Department of Mathematics — Secondary Education
Quadratic Equations
Annual Examination — Class X
Name
Roll No.
Section
General Instructions
- This question paper consists of five sections. Read all instructions carefully.
- Section A has 20 MCQs of 1 mark each. No negative marking.
- Section B has 5 questions of 2 marks each. Attempt all.
- Section C has 6 questions of 3 marks each. Attempt all.
- Section D has 4 questions of 5 marks each. Attempt all.
- Section E has 3 case-study questions of 4 marks each.
- All workings must be shown clearly for Sections B–E.
- Use of calculator is not permitted.

▶ **Given exercise 1**: According to the examination instructions, how many questions are in Section D, and how many marks is each worth?

▶ **Source data**:
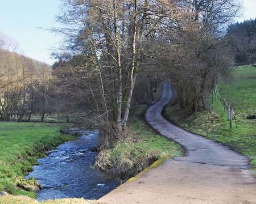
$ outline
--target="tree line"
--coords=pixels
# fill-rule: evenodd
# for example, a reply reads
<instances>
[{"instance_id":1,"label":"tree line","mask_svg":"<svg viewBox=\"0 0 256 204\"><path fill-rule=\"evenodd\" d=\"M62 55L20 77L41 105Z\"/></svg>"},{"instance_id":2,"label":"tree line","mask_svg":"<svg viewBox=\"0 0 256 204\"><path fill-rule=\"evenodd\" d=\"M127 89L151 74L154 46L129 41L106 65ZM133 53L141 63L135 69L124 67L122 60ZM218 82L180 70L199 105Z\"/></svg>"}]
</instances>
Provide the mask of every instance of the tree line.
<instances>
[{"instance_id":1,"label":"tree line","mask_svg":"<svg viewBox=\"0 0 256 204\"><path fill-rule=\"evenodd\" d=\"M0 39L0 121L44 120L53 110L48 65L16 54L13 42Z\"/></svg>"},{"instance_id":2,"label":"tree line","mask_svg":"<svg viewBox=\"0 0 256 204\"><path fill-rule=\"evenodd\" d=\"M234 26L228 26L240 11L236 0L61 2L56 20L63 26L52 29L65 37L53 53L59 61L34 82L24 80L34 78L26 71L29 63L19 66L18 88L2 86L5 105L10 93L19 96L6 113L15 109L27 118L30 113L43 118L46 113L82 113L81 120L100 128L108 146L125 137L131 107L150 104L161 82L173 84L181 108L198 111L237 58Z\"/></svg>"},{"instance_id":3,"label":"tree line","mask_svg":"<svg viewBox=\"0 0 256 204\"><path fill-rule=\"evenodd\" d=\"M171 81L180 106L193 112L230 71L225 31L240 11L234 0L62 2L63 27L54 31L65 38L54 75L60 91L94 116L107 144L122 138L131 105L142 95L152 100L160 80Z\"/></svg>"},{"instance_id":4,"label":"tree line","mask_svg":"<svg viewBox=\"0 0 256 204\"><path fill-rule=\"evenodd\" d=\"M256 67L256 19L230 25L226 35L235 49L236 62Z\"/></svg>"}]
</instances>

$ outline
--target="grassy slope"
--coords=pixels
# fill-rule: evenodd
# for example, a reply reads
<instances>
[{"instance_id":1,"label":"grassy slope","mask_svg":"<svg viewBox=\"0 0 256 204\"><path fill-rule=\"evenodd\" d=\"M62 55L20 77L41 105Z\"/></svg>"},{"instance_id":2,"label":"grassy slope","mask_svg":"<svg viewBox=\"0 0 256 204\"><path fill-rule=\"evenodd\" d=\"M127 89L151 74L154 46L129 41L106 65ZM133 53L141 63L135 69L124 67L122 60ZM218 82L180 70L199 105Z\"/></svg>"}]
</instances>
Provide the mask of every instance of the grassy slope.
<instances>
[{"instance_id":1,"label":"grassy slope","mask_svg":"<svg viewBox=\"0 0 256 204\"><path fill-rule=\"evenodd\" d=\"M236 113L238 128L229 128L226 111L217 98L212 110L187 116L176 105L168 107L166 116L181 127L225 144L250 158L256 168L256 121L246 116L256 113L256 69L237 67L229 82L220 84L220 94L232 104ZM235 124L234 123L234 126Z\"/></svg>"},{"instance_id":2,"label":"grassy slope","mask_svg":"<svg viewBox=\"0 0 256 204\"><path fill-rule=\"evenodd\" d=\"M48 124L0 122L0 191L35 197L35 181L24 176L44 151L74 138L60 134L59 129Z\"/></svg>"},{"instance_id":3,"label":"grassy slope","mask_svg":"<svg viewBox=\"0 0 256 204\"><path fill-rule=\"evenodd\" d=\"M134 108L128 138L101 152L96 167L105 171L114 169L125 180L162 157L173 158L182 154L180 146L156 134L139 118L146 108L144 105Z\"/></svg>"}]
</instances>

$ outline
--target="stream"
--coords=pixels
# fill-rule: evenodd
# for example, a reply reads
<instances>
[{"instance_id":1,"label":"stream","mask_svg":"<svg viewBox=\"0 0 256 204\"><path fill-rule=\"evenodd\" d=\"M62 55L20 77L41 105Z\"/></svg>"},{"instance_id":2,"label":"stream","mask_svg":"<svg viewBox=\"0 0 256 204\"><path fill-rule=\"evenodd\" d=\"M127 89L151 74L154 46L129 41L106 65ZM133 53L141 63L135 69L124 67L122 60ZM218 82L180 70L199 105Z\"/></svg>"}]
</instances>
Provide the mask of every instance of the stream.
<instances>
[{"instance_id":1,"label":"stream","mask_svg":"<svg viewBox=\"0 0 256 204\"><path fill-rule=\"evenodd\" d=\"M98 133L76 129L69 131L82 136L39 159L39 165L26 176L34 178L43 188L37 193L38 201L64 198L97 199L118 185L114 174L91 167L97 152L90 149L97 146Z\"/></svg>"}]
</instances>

▶ **Given exercise 2**: Gather every line of the records that contains the string "target". Matching is case-sensitive.

▶ **Task output 1**: Section D has 4 questions of 5 marks each.

▶ **Task output 2**:
--target="tree line"
--target="grassy slope"
--target="stream"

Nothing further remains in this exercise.